[GIVEN RECORDS start]

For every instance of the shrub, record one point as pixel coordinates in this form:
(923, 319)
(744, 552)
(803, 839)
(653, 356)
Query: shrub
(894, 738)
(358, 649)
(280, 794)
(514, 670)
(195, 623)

[GIVEN RECORDS end]

WHAT TO WORK ON — Set down every line of the items above again, word for word and in the same order.

OUTPUT OF THE EXERCISE —
For every instance of the shrub, record one point as pixel coordinates in this form:
(923, 319)
(744, 552)
(803, 839)
(653, 356)
Query: shrub
(894, 738)
(358, 649)
(280, 794)
(514, 670)
(195, 623)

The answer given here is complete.